*Stored data*.
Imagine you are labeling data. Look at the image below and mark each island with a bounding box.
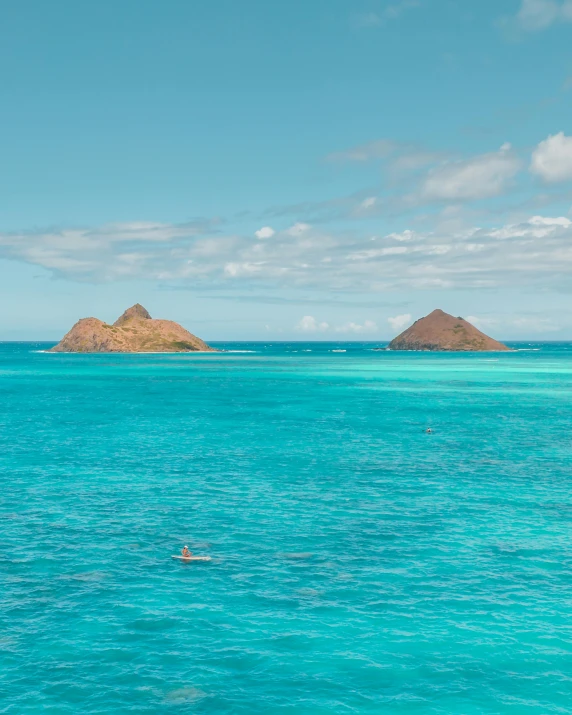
[388,309,509,352]
[50,304,214,353]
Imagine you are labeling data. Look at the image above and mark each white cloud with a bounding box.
[354,1,420,27]
[328,139,397,162]
[530,133,572,183]
[255,226,275,239]
[517,0,561,29]
[388,314,412,331]
[335,320,378,334]
[224,262,266,277]
[467,314,560,334]
[510,316,561,332]
[286,222,311,236]
[297,317,377,334]
[327,139,444,177]
[360,197,377,210]
[296,316,329,332]
[465,315,498,330]
[488,215,572,239]
[347,246,408,261]
[529,215,572,227]
[422,144,521,200]
[3,214,572,293]
[390,150,445,175]
[387,229,416,242]
[513,0,572,31]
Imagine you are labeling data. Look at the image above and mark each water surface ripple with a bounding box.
[1,342,572,713]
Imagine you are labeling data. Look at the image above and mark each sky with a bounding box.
[1,0,572,341]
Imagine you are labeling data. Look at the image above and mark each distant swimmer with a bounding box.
[425,428,433,434]
[181,545,192,558]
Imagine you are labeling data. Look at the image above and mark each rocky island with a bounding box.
[388,309,509,352]
[50,304,214,353]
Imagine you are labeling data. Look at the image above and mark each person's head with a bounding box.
[184,545,188,549]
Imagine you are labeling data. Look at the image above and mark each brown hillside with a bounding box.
[388,309,509,352]
[50,304,214,353]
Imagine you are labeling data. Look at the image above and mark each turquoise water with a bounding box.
[2,342,572,714]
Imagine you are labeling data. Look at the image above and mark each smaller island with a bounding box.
[50,304,214,353]
[388,309,509,352]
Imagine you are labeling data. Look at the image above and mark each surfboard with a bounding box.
[172,555,212,562]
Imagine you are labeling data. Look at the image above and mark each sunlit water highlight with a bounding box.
[1,341,572,713]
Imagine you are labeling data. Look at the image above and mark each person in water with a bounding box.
[181,545,192,558]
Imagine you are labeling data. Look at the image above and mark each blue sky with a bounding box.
[1,0,572,340]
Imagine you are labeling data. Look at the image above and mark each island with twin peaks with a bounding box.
[50,304,214,353]
[388,309,509,352]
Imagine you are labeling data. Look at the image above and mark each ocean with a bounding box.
[1,341,572,714]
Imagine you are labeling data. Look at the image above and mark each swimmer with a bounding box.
[181,545,192,558]
[425,428,432,434]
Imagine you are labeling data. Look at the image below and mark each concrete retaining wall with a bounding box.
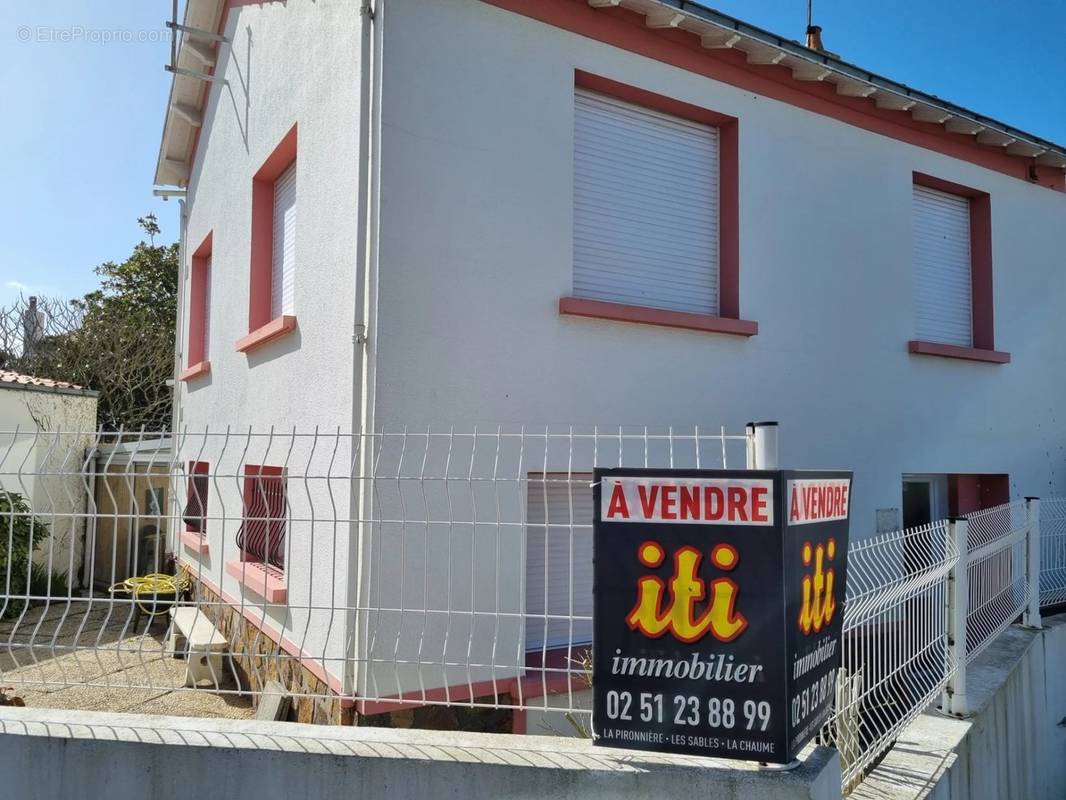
[0,706,839,800]
[3,617,1064,799]
[855,615,1066,800]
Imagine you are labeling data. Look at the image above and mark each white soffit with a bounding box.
[587,0,1066,171]
[154,0,1066,188]
[154,0,226,188]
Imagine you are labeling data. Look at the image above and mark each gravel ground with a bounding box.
[0,602,255,719]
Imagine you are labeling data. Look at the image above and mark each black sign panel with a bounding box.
[592,468,851,763]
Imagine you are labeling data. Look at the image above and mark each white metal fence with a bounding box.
[0,425,1058,794]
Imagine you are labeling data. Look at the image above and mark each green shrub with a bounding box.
[0,493,51,619]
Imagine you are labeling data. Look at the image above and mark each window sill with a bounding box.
[225,560,287,603]
[236,315,298,354]
[180,531,209,554]
[559,297,758,337]
[179,361,211,382]
[908,340,1010,364]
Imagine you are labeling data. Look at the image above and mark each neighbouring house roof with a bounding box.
[154,0,1066,190]
[0,370,98,398]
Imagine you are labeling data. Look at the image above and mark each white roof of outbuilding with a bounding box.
[154,0,1066,188]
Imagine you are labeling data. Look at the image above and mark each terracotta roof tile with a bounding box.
[0,370,85,391]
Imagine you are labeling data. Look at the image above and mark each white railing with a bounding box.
[828,519,956,790]
[0,425,1059,795]
[1040,496,1066,608]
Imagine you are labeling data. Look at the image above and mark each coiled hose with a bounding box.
[109,572,190,616]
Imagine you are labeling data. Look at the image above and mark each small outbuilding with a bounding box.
[0,370,98,590]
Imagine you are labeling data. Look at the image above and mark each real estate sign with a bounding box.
[592,468,851,764]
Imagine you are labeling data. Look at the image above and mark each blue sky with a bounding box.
[1,1,1063,308]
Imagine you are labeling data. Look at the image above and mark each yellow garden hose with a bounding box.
[109,573,190,615]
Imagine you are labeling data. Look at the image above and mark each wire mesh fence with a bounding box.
[962,501,1030,662]
[1041,497,1066,607]
[826,520,955,790]
[0,425,750,720]
[0,425,1057,793]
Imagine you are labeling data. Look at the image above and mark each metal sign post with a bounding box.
[592,468,851,764]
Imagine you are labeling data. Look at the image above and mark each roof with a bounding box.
[154,0,1066,189]
[0,371,98,398]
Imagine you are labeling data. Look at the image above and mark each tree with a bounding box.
[0,215,179,431]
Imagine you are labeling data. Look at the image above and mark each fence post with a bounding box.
[746,421,778,470]
[944,517,969,717]
[1024,497,1042,629]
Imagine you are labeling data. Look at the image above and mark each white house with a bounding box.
[154,0,1066,726]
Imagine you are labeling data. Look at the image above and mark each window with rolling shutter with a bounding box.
[573,89,720,316]
[271,162,296,318]
[912,184,973,347]
[525,475,593,651]
[202,255,211,360]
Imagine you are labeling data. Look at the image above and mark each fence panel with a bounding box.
[827,520,955,791]
[963,501,1030,661]
[1041,497,1066,607]
[0,426,751,723]
[0,426,1062,795]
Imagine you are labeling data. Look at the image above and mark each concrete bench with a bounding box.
[169,607,229,688]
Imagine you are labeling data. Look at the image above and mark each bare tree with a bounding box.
[0,216,178,431]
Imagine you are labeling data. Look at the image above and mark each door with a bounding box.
[902,475,948,529]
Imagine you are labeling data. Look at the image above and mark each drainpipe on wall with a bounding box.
[348,0,383,705]
[166,197,188,560]
[171,197,188,440]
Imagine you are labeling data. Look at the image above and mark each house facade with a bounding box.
[155,0,1066,724]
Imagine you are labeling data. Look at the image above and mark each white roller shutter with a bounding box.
[271,162,297,318]
[912,185,973,347]
[203,255,211,360]
[573,89,720,315]
[525,476,593,651]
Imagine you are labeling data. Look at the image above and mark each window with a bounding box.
[238,123,298,353]
[237,466,287,569]
[227,465,288,602]
[560,72,755,337]
[525,474,593,651]
[183,462,210,533]
[271,162,296,319]
[180,232,212,381]
[574,89,720,314]
[181,461,210,553]
[912,185,973,347]
[909,173,1008,364]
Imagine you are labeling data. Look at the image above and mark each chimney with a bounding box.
[805,24,825,52]
[22,296,46,358]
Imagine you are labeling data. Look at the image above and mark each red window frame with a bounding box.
[179,232,213,381]
[908,172,1009,365]
[237,123,299,354]
[237,465,287,569]
[558,70,756,337]
[226,464,289,603]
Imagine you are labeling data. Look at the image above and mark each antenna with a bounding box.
[807,0,813,29]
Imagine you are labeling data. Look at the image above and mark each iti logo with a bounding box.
[626,541,748,643]
[798,538,838,635]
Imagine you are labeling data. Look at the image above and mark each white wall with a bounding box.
[0,388,97,590]
[176,0,364,691]
[372,0,1066,531]
[353,0,1066,698]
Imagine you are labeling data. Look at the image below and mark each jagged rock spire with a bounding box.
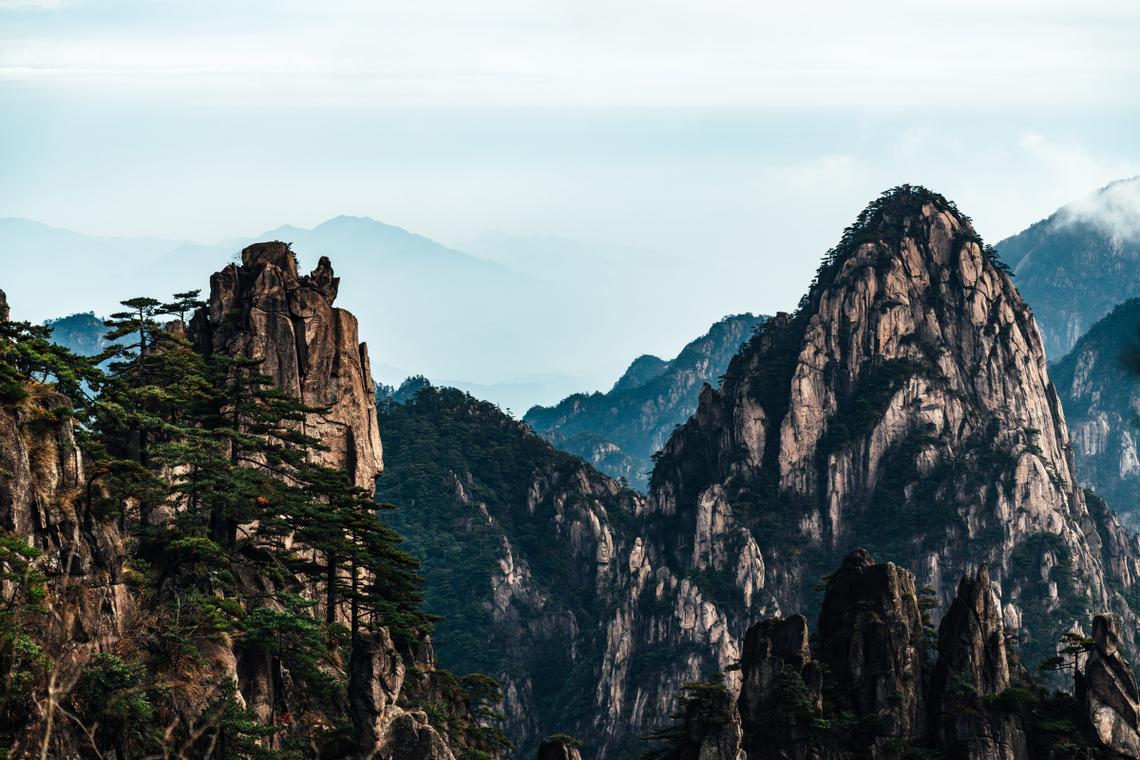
[1080,614,1140,756]
[191,241,383,489]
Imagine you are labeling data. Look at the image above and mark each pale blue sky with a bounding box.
[3,1,1140,403]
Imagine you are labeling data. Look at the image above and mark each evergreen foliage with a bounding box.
[0,293,506,758]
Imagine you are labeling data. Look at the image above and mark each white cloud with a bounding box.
[0,0,63,9]
[1056,178,1140,241]
[2,1,1139,108]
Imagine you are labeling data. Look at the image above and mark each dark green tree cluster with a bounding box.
[0,292,507,758]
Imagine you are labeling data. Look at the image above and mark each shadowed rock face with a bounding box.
[932,566,1011,701]
[536,738,585,760]
[191,241,383,488]
[1080,614,1140,756]
[681,552,1139,760]
[349,630,456,760]
[1051,298,1140,532]
[737,615,820,760]
[0,297,132,758]
[931,566,1031,760]
[817,549,929,744]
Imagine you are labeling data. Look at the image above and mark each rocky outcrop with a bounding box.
[349,631,456,760]
[1079,614,1140,756]
[190,246,465,758]
[525,314,766,489]
[0,389,129,636]
[646,185,1140,679]
[932,566,1011,700]
[1052,298,1140,529]
[817,549,929,744]
[676,552,1132,760]
[1,250,470,758]
[191,241,382,488]
[378,187,1140,759]
[536,737,585,760]
[737,615,820,759]
[930,566,1033,760]
[0,298,132,758]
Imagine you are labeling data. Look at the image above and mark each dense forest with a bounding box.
[0,286,507,758]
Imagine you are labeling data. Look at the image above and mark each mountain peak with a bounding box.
[997,176,1140,359]
[813,185,979,290]
[1055,175,1140,241]
[649,186,1139,676]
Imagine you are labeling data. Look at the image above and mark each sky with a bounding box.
[3,0,1140,403]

*Problem*.
For this exercise, reproduce exactly each line from the one containing "cluster with a bounding box." through the last line of the data, and no others.

*Expected answer*.
Imagine you are labeling data. Look at the image above and mark each dark green tree cluster with a bounding box.
[0,292,507,758]
Imagine you are labeling data. Look at the image above and mark each shadowed rock face with a bounding box.
[932,566,1011,701]
[536,738,585,760]
[191,241,383,488]
[1080,614,1140,756]
[681,552,1139,760]
[349,630,456,760]
[1051,298,1140,532]
[737,615,820,760]
[0,297,132,758]
[931,566,1031,760]
[817,549,929,744]
Imagine you are labeling data. Look at the image above and mark each rocky outcrop with a bounding box.
[349,631,456,760]
[1079,614,1140,756]
[190,246,465,758]
[525,314,766,489]
[0,389,129,636]
[646,185,1140,679]
[932,566,1011,700]
[1052,298,1140,529]
[817,549,929,744]
[676,552,1132,760]
[1,250,470,758]
[191,241,382,488]
[378,187,1140,759]
[536,737,585,760]
[737,615,820,759]
[930,566,1033,760]
[0,298,132,758]
Imagine you are labeling data. Look at the image above and mark each dense forest with a bounding box.
[0,286,507,758]
Imagine you are labeling data. Look at the image above and mark each mountain peak with a bounding box.
[997,176,1140,359]
[813,185,979,290]
[1055,175,1140,241]
[649,186,1139,676]
Imagine you are labeling data. Look at the image above and mark each sky with a bounding box.
[3,0,1140,403]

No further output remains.